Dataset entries
**********
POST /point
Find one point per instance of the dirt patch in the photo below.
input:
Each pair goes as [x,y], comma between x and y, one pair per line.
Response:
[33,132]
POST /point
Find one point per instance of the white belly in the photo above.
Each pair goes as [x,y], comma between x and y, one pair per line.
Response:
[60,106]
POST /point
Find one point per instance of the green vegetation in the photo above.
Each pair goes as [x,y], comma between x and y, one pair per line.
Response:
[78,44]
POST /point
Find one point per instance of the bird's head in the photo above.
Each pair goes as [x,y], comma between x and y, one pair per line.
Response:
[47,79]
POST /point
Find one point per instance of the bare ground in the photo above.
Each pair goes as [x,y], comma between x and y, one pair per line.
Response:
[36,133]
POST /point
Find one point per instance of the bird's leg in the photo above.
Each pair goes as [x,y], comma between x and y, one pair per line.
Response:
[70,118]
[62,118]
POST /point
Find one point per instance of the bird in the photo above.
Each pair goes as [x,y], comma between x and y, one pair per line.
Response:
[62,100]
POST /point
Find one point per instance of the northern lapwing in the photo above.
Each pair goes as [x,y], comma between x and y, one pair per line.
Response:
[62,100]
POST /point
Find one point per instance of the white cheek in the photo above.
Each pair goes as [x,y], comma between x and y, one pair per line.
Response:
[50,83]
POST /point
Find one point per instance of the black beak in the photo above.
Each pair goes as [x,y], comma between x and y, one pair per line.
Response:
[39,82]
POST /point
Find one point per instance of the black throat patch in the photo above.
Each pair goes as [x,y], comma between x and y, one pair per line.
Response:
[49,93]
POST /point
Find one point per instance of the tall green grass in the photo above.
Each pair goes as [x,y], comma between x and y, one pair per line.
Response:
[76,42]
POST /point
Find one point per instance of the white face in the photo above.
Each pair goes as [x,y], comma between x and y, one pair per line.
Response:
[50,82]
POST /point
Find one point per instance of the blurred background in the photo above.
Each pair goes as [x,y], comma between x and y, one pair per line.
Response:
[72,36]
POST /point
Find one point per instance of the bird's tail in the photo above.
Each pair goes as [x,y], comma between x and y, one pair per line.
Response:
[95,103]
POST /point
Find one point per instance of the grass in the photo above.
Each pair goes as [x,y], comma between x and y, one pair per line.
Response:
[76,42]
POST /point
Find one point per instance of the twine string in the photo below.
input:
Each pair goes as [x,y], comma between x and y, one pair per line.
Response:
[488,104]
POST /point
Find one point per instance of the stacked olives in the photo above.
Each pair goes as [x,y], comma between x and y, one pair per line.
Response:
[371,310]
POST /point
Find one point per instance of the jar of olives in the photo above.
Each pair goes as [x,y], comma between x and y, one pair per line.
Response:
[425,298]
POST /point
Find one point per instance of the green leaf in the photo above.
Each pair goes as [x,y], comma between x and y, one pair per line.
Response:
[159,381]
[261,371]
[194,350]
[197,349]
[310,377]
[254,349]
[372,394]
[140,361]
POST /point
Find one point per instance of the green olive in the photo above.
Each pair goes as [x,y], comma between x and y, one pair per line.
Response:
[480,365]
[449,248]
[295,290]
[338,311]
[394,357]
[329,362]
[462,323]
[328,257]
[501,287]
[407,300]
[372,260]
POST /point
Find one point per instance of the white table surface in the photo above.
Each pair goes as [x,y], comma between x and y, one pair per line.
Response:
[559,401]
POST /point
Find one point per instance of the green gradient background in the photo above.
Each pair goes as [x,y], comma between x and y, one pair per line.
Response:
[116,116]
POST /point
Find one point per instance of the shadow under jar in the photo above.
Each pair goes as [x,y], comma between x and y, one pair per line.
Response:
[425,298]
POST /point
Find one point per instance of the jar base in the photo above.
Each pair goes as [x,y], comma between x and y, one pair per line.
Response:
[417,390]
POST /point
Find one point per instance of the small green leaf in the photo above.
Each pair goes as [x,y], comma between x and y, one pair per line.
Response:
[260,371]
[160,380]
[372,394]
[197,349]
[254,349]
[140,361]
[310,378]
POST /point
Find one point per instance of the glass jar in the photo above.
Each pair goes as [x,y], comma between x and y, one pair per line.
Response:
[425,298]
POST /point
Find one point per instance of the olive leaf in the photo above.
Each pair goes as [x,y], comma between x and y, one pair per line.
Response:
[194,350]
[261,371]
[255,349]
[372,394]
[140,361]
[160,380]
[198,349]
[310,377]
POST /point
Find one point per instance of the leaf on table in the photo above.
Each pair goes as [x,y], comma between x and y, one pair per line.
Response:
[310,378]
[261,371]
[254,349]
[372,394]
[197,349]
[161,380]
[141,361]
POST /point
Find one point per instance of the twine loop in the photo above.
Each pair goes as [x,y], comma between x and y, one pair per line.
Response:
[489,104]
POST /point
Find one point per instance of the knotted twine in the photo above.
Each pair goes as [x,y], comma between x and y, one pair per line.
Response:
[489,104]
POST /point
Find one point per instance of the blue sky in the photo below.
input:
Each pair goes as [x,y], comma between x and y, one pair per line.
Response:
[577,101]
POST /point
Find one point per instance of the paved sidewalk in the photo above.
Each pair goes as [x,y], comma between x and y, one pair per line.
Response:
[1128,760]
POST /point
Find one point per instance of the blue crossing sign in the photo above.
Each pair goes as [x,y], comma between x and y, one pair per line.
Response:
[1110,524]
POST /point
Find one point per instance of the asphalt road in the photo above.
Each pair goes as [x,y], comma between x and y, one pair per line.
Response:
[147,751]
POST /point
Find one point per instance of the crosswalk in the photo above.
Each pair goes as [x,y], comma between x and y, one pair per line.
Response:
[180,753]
**********
**TASK BRIEF:** All the entries above need to be repeated word for word.

**EXPECTED ANSWER:**
POST /point
Find one point per instance of the dirt patch in the photo below.
input:
Each pair goes as [x,y], comma between x and y, one pair per line.
Response:
[33,132]
POST /point
Find one point per instance of the white belly in the photo above.
Each pair goes as [x,y], comma between x and y, one pair per line.
Response:
[60,106]
POST /point
Find one point per instance of the green vegetation in the photo above.
Each pair goes as [x,y], comma between x and y, one pair per line.
Response:
[78,44]
POST /point
Find one point per instance of the bird's head in the photo above.
Each pair goes as [x,y], comma between x and y, one pair per line.
Response:
[47,79]
POST /point
Find one point per instance of the bare ground in the photo above.
Each pair goes as [x,y], comma between x and y, one pair per line.
Response:
[36,133]
POST /point
Find one point per instance of the bird's leg in the photo above.
Each pair goes as [x,y], comma between x and y, one pair per line.
Response:
[70,118]
[62,118]
POST /point
Find one point per instance of the bird in the photo above.
Each pair goes as [x,y], comma between x and y, one pair per line.
Response:
[62,100]
POST /point
Find one point per instance of the northern lapwing in the photo above.
Each pair goes as [x,y], comma between x and y, one pair per line.
Response:
[62,100]
POST /point
Find one point per instance of the white cheek in the photo above.
Each pair goes as [x,y], comma between x and y, one pair per line.
Response:
[50,83]
POST /point
Find one point per instance of the black beak in the photo above.
Each pair goes as [x,y], comma between x and y, one pair per line.
Response:
[39,82]
POST /point
Find one point per instance of the black throat patch in the photo above.
Each pair goes as [x,y], comma between x and y, one pair per line.
Response:
[49,93]
POST /point
Find one point per instance of the tall green grass in the photo above.
Each pair goes as [x,y], comma between x and y, one pair per line.
Response:
[76,42]
POST /point
Find one point per instance of the white face in the photo above.
Each pair goes as [x,y], comma between x and y, one pair per line.
Response:
[50,82]
POST /point
Find one point per instance of the blurred background in the photo above.
Each pair goes as [x,y], comma between x and y, one pair per line.
Response:
[72,36]
POST /point
Find one point per instance of the bird's tail in the photo above.
Each pair goes as [x,y], comma between x and y, one pair per line.
Response:
[95,103]
POST /point
Find one point per instance of the grass in the photo above.
Each pair goes as [x,y], comma between x and y, one pair per line.
Response:
[76,42]
POST /point
Find one point per instance of the twine string in the photo below.
input:
Each pair goes as [x,y], comma between x and y, one pair per line.
Response:
[488,104]
POST /point
Find one point per instance of the stacked olives in the photo above.
Each pair goes as [x,y], comma between x and y, one pair per line.
Response:
[371,310]
POST /point
Find one point per instance of the jar of olives in the photo above.
Each pair goes as [x,y], comma between x and y, one pair per line.
Response:
[425,298]
POST /point
Find one point per instance of the green leaf in the photo above.
Each pair goes as [x,y], comma between x and y, one pair per line.
Response:
[159,381]
[261,371]
[194,350]
[197,349]
[310,377]
[254,349]
[372,394]
[140,361]
POST /point
Find one point per instance of the green olive in the photo above.
Each pair goes as [x,y], comma between x and y, one pair per line.
Response:
[480,365]
[449,248]
[295,290]
[338,311]
[394,357]
[329,362]
[462,323]
[328,257]
[501,287]
[407,300]
[372,260]
POST /point
Find one point per instance of the white table surface in the photo above.
Each pair goes as [x,y], comma between x and y, one pair per line.
Response:
[559,401]
POST /point
Find one point per instance of the green gradient background in the photo above.
Each pair goes as [x,y], comma between x and y, one pair per line.
Response:
[116,116]
POST /point
Find one point per instance of the shadow under jar in the photo above.
Each pair goes as [x,y], comma between x and y, one pair per line.
Response:
[425,298]
POST /point
Find one point per instance of the jar base in the photo above.
Each pair goes as [x,y], comma between x and y, one pair per line.
Response:
[417,390]
POST /point
Find one point per instance of the small green leaf in the photo above.
Each pair goes as [x,y], comma between x and y, one pair per line.
Response:
[260,371]
[160,380]
[372,394]
[197,349]
[254,349]
[140,361]
[310,378]
POST /point
Find one point per instance of the glass jar in the photo above.
Each pair goes as [x,y], comma between x and y, one pair per line.
Response:
[425,298]
POST /point
Find one point per instance of the olive leaf in the photo above.
Each pair goes as [x,y], comma between x and y, one pair per line.
Response:
[194,350]
[261,371]
[255,349]
[372,394]
[140,361]
[160,380]
[198,349]
[310,377]
POST /point
Find one point per instance of the leaf on table in the photo above.
Each pair goes as [x,y], comma between x and y, one pair per line.
Response:
[310,378]
[261,371]
[254,349]
[372,394]
[197,349]
[161,380]
[141,361]
POST /point
Find one point per instance of the twine loop in the photo above.
Each pair goes as [x,y], comma between x and y, one pair per line.
Response:
[489,104]
POST /point
Find one point per instance of the knotted twine in the photo above.
Each pair goes as [x,y], comma between x and y, one pair per line.
Response:
[489,104]
POST /point
Find one point per instance of the blue sky in the photo below.
input:
Each pair goes as [x,y], comma between x and y, one pair per line.
Response:
[577,101]
POST /point
Find one point per instance of the paved sidewalk in the photo above.
Each pair goes as [x,y], comma between x and y, one pair per line.
Response:
[1128,760]
POST /point
Find one point per instance of the blue crossing sign in the photo above.
Each pair goes as [x,y], comma between x and y, one pair per line.
Response:
[1110,524]
POST /point
Find one point per instance of the asphalt road in the photo above.
Each pair goes as [x,y], comma between x and y, one pair per line.
Response:
[147,751]
POST /point
Find one point per instance of the crosswalk in the photo above.
Each pair goes as [x,y], comma between x and y, one pair per line.
Response:
[180,753]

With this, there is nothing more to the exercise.